Fragment uit een dataset:
═══

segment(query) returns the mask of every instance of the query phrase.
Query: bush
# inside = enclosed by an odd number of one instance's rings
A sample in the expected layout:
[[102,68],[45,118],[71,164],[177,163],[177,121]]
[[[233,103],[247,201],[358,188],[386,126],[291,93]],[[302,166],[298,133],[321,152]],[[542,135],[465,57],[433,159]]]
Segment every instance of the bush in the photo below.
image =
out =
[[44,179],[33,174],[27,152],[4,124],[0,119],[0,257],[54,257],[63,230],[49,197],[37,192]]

═══

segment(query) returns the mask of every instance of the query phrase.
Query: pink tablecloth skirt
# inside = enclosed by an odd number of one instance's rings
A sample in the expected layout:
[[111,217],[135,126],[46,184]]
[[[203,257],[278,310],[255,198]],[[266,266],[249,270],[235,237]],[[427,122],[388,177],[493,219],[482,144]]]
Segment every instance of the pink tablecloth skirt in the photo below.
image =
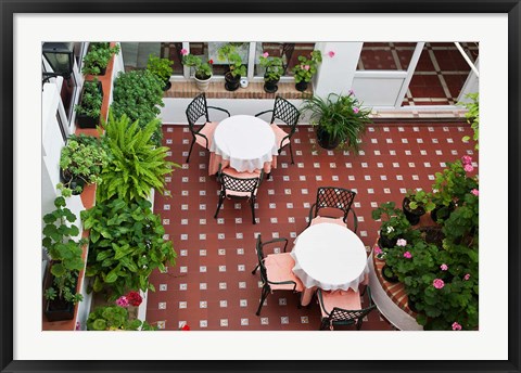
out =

═══

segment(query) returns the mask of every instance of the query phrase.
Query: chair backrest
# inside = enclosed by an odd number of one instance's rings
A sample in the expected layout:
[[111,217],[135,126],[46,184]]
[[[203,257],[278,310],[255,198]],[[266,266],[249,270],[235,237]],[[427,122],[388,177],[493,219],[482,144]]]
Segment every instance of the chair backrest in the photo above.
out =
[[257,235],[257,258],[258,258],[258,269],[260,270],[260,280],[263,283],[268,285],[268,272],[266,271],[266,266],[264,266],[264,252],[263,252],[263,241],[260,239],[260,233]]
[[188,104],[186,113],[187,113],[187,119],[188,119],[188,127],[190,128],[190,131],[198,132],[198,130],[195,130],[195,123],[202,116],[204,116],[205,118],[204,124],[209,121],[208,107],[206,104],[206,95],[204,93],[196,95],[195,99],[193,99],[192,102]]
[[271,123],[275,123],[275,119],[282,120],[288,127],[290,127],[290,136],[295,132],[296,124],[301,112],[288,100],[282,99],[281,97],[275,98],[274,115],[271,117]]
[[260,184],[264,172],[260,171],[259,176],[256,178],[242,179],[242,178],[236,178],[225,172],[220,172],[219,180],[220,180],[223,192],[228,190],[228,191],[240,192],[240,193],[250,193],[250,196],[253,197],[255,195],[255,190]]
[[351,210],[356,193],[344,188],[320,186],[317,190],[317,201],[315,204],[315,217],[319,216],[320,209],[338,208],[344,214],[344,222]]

═══

OPGAVE: Welke regels in de gegevens hierboven bevatten de tekenreeks "below"? Som ze allemaal op.

UITWERKING:
Segment every instance of the bush in the photo below.
Segment every instance of the pink tablecloth skirt in the photo below.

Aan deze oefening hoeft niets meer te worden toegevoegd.